The data
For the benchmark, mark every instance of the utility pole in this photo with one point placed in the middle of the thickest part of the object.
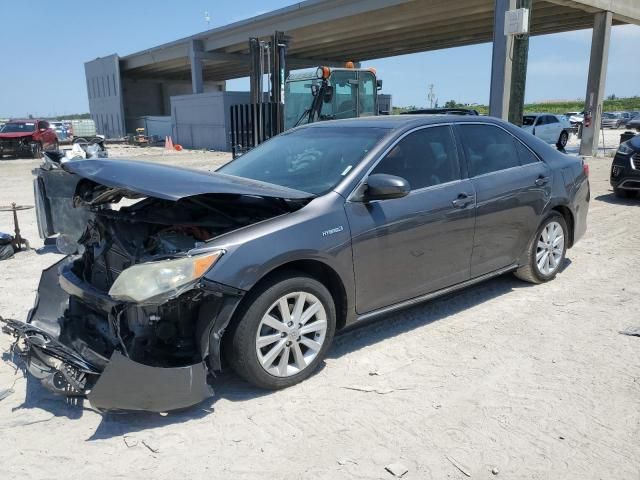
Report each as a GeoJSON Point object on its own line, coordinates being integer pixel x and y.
{"type": "Point", "coordinates": [519, 70]}
{"type": "Point", "coordinates": [431, 97]}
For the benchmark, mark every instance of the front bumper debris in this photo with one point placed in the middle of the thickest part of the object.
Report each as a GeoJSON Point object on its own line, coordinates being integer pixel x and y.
{"type": "Point", "coordinates": [71, 367]}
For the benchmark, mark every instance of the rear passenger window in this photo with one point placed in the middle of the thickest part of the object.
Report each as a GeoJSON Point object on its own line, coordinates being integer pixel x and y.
{"type": "Point", "coordinates": [424, 158]}
{"type": "Point", "coordinates": [525, 155]}
{"type": "Point", "coordinates": [488, 149]}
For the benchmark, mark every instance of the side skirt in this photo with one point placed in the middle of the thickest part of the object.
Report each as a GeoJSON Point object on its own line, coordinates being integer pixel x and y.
{"type": "Point", "coordinates": [432, 295]}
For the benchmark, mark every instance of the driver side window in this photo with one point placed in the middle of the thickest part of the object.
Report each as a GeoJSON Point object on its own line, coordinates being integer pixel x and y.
{"type": "Point", "coordinates": [424, 158]}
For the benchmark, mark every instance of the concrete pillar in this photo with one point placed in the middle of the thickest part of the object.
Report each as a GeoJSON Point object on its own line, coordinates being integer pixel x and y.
{"type": "Point", "coordinates": [501, 62]}
{"type": "Point", "coordinates": [595, 82]}
{"type": "Point", "coordinates": [197, 80]}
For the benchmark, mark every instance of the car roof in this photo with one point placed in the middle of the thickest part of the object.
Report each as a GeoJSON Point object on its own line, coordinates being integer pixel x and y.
{"type": "Point", "coordinates": [396, 122]}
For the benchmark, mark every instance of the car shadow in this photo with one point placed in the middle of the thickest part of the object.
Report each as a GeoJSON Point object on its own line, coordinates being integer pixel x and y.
{"type": "Point", "coordinates": [611, 198]}
{"type": "Point", "coordinates": [229, 386]}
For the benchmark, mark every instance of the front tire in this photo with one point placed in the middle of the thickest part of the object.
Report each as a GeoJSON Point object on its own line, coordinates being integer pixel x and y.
{"type": "Point", "coordinates": [284, 330]}
{"type": "Point", "coordinates": [546, 251]}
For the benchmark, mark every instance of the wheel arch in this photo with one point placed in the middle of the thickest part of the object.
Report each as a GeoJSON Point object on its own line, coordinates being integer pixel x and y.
{"type": "Point", "coordinates": [318, 270]}
{"type": "Point", "coordinates": [322, 273]}
{"type": "Point", "coordinates": [567, 214]}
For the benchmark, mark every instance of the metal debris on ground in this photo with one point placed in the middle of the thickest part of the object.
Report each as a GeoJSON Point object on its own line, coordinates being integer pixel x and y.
{"type": "Point", "coordinates": [379, 391]}
{"type": "Point", "coordinates": [398, 470]}
{"type": "Point", "coordinates": [150, 447]}
{"type": "Point", "coordinates": [130, 441]}
{"type": "Point", "coordinates": [464, 470]}
{"type": "Point", "coordinates": [5, 392]}
{"type": "Point", "coordinates": [17, 241]}
{"type": "Point", "coordinates": [631, 331]}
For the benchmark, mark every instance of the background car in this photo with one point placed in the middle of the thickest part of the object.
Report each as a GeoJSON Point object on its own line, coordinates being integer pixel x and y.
{"type": "Point", "coordinates": [575, 118]}
{"type": "Point", "coordinates": [548, 127]}
{"type": "Point", "coordinates": [60, 129]}
{"type": "Point", "coordinates": [634, 123]}
{"type": "Point", "coordinates": [27, 137]}
{"type": "Point", "coordinates": [625, 169]}
{"type": "Point", "coordinates": [613, 120]}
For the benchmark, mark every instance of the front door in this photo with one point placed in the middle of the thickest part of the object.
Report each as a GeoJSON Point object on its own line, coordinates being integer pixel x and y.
{"type": "Point", "coordinates": [406, 247]}
{"type": "Point", "coordinates": [512, 189]}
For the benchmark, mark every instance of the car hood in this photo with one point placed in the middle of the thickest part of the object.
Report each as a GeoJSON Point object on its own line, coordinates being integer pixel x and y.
{"type": "Point", "coordinates": [635, 142]}
{"type": "Point", "coordinates": [172, 183]}
{"type": "Point", "coordinates": [15, 134]}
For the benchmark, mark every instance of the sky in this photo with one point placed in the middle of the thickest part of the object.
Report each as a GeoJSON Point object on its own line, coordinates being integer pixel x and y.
{"type": "Point", "coordinates": [46, 44]}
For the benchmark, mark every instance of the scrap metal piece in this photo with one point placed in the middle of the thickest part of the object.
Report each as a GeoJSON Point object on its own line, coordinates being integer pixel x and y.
{"type": "Point", "coordinates": [18, 241]}
{"type": "Point", "coordinates": [128, 385]}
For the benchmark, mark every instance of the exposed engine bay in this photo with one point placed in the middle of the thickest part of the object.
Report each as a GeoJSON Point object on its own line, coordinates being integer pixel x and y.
{"type": "Point", "coordinates": [131, 306]}
{"type": "Point", "coordinates": [158, 334]}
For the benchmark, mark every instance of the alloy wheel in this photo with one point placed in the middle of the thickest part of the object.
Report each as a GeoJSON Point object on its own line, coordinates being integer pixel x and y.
{"type": "Point", "coordinates": [550, 248]}
{"type": "Point", "coordinates": [291, 334]}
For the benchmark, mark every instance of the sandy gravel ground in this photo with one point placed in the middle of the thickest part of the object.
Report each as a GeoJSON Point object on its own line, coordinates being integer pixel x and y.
{"type": "Point", "coordinates": [532, 382]}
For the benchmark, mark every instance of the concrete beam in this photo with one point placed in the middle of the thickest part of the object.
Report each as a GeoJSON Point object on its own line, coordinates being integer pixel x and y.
{"type": "Point", "coordinates": [197, 80]}
{"type": "Point", "coordinates": [595, 82]}
{"type": "Point", "coordinates": [246, 59]}
{"type": "Point", "coordinates": [501, 62]}
{"type": "Point", "coordinates": [624, 10]}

Your instructions
Rewrite every item above with "thickest part" changed to "widest part" and nothing else altered. Omit the pictures.

Task result
For the benchmark, mark every instance of the utility pole in this photo with one point placed in the middle of the widest part of the object.
Report each as a GeoJSON Point object on its own line, coordinates being integer pixel x and y.
{"type": "Point", "coordinates": [519, 70]}
{"type": "Point", "coordinates": [431, 97]}
For the benchmark, mark every instance of the front bumper debris in this photo with one point placed in the middle of the widest part of the object.
Report each as a GeoJSON Point object on its own line, coordinates being integer pixel x and y.
{"type": "Point", "coordinates": [71, 367]}
For the benchmark, mark every instance of the rear passenger window in this photo with one point placed in the middle of the widest part of the object.
Report each as a GeoJSON Point object on its own line, coordinates being integer pixel x and y.
{"type": "Point", "coordinates": [424, 158]}
{"type": "Point", "coordinates": [525, 155]}
{"type": "Point", "coordinates": [488, 149]}
For the benchmark, mark every instance of the side skirt in this photo with one point placed in the middle of the widest part of the object.
Report each as a GeoJSON Point object on its own line, coordinates being integer pixel x and y.
{"type": "Point", "coordinates": [432, 295]}
For the benchmark, mark every instance of the driver side window in this photo with one point placed in the middle of the widest part of the object.
Report each as a GeoJSON Point object on its own line, coordinates being integer pixel x and y.
{"type": "Point", "coordinates": [424, 158]}
For the benchmark, mark every instance of the concrete pillar in this photo with one point placed in the middle of the widest part of the object.
Report each as a GeoJSON Point object on its own line, coordinates being integer pixel x and y.
{"type": "Point", "coordinates": [501, 62]}
{"type": "Point", "coordinates": [595, 82]}
{"type": "Point", "coordinates": [197, 80]}
For the benchmark, mark every instance of the car roof in this photo with one point placed in the middle of the widest part of the object.
Report each as a GeoJSON Point object on its own line, coordinates being integer pixel x and y.
{"type": "Point", "coordinates": [396, 122]}
For the benchmark, mark every instance of the car shadow in this photo with one point placed in the middle of the widest part of the object.
Report each as a GeoJSON Point object on its own line, coordinates being integer pixel x and y.
{"type": "Point", "coordinates": [611, 198]}
{"type": "Point", "coordinates": [229, 386]}
For the benchmark, mark every instance of the front tire in this photo with one point placed in the middle of the widest part of the object.
Report each as a GeoJSON Point object on its own line, coordinates being integer pixel x and y.
{"type": "Point", "coordinates": [284, 330]}
{"type": "Point", "coordinates": [546, 251]}
For the benchmark, mark every instance of the wheel arch in this photo with one point placed in the middle of the widest part of the object.
Report each as a GeoJSON Point object on its own line, coordinates being integer pixel x and y.
{"type": "Point", "coordinates": [318, 270]}
{"type": "Point", "coordinates": [322, 273]}
{"type": "Point", "coordinates": [567, 214]}
For the benchmark, mark every instance of the metal debris on ground in this photo with one point placed in the middle of the widest part of the object.
Report each as a GeoJSON Point object on its own line, coordinates being integer pixel x and y.
{"type": "Point", "coordinates": [379, 391]}
{"type": "Point", "coordinates": [398, 470]}
{"type": "Point", "coordinates": [150, 447]}
{"type": "Point", "coordinates": [130, 441]}
{"type": "Point", "coordinates": [464, 470]}
{"type": "Point", "coordinates": [5, 392]}
{"type": "Point", "coordinates": [17, 241]}
{"type": "Point", "coordinates": [631, 331]}
For the benchmark, mark every instance of the background car in this photo with one point placed in the middle of the widest part of the object.
Report each as a GeoJSON Point object on its own line, coordinates being integer pixel x and y.
{"type": "Point", "coordinates": [575, 118]}
{"type": "Point", "coordinates": [548, 127]}
{"type": "Point", "coordinates": [60, 129]}
{"type": "Point", "coordinates": [634, 123]}
{"type": "Point", "coordinates": [27, 137]}
{"type": "Point", "coordinates": [625, 169]}
{"type": "Point", "coordinates": [613, 120]}
For the benchmark, mark every instance of the front door in this photo with one point placed in the middle of the widest part of the object.
Report each as a GeoJSON Point object on its own line, coordinates being integer pixel x and y.
{"type": "Point", "coordinates": [406, 247]}
{"type": "Point", "coordinates": [512, 189]}
For the benchmark, mark every instance of the car hood in this photo with one point placed in the middle of the widest part of the object.
Report each as a GeoJSON Point object on its own line, coordinates being integer pixel x and y.
{"type": "Point", "coordinates": [635, 142]}
{"type": "Point", "coordinates": [172, 183]}
{"type": "Point", "coordinates": [15, 134]}
For the benchmark, mark every instance of the sky in this photo with one point placed in the middle of the widest part of the object.
Report each as a GeoJSON Point object on its own line, coordinates being integer pixel x and y.
{"type": "Point", "coordinates": [46, 44]}
For the benchmark, mark every instance of the scrap metal piece in this photo with one point placed in the middle of the widest part of the object.
Report each as a GeoJSON Point object on its own line, coordinates being integer pixel x and y.
{"type": "Point", "coordinates": [18, 241]}
{"type": "Point", "coordinates": [128, 385]}
For the benchmark, mark every instance of the exposed engine bay in this photo with one point placed in the middle of the widest part of the object.
Report each as a GeoJSON Point object on its own line, coordinates being integer pixel x and y.
{"type": "Point", "coordinates": [131, 306]}
{"type": "Point", "coordinates": [158, 334]}
For the benchmark, mark every instance of the alloy wheel in this photo with one point placed in the middle of the widest part of the object.
Report each as a GeoJSON Point object on its own line, coordinates being integer pixel x and y.
{"type": "Point", "coordinates": [550, 248]}
{"type": "Point", "coordinates": [291, 334]}
For the benchmark, mark every instance of the sandy gravel ground in this photo with one point placed in the middle of the widest part of the object.
Report each as a GeoJSON Point object on its own line, coordinates being integer pixel x and y.
{"type": "Point", "coordinates": [532, 382]}
For the benchmark, mark every instance of the concrete beam in this photo with one point placed in the middle of the widest part of the object.
Report each as a GeoJSON Point object on its own line, coordinates being integer pixel x and y.
{"type": "Point", "coordinates": [197, 80]}
{"type": "Point", "coordinates": [595, 82]}
{"type": "Point", "coordinates": [246, 59]}
{"type": "Point", "coordinates": [501, 62]}
{"type": "Point", "coordinates": [624, 10]}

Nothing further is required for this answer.